Instruction — Reproduce every one of the following entries verbatim, preserving each line and its points without alteration. Omit the images from your copy.

** start Provided records **

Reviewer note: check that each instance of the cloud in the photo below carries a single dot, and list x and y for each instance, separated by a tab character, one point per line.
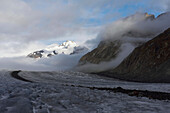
55	63
131	32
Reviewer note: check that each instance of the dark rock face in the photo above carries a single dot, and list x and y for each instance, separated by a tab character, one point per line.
105	51
149	62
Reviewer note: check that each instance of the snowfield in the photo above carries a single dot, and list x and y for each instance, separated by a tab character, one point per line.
53	92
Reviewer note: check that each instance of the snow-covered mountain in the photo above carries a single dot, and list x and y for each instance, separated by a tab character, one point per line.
68	48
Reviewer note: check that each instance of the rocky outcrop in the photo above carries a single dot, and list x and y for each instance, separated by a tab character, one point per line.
105	51
149	62
144	28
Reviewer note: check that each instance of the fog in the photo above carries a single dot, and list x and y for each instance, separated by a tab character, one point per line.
56	63
132	32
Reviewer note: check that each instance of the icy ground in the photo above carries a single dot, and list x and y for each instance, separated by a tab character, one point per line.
52	92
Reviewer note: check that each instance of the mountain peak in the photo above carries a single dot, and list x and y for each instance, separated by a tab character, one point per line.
68	48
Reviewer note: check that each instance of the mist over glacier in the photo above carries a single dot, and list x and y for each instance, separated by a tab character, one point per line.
132	31
117	30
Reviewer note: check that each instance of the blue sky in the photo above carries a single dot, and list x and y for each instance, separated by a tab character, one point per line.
33	23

** end Provided records **

Answer to this exercise —
Reviewer note: check that each instance of the cloud in the photo below carries a single dot, and list x and y for each instance, separated by a tab character, one point per line.
55	63
131	32
Reviewer note: check that each instance of the dark rock face in the photo above carries a single dot, and list x and y for each instance, separated by a tab character, one point per line.
105	51
149	62
Reviewer note: check that each instance of the snowfield in the photo above carries a single dot, and list x and y for each instance, separated by a tab character, one point per line.
53	92
Reviewer note: check that each instance of the snow-covered mountain in the photo above carries a single dot, and list x and y for each instance, separated by a tab character, one point per line.
68	48
Reviewer note: check that each instance of the rocky outcrop in the photo above carries a single dot, and list x and y for each instance, separated by a tab character, one point per line.
105	51
149	62
144	28
Reviewer note: check that each instance of the fog in the photo above carries a single dot, and list x and y for each instance, separated by a tab character, one point per line.
56	63
132	32
Reviewer note: check that each instance of the icy ground in the photo above carries a single dot, and list x and y for each instance, separated by a tab character, one point per line.
52	92
Reviewer note: check that each instance of the mountain peak in the photo above carries a single dot, and list x and y for each instance, separated by a tab character, one point per line.
68	48
Reviewer note: check that each instance of the mist over glacier in the photo above carries a single dot, and list x and y for each instance, separated by a tab character, one point per line.
132	31
117	30
Reviewer note: check that each instance of the blue sky in the photo above carries a single dot, and list x and y for each instance, separated by a tab character, one point per line.
33	23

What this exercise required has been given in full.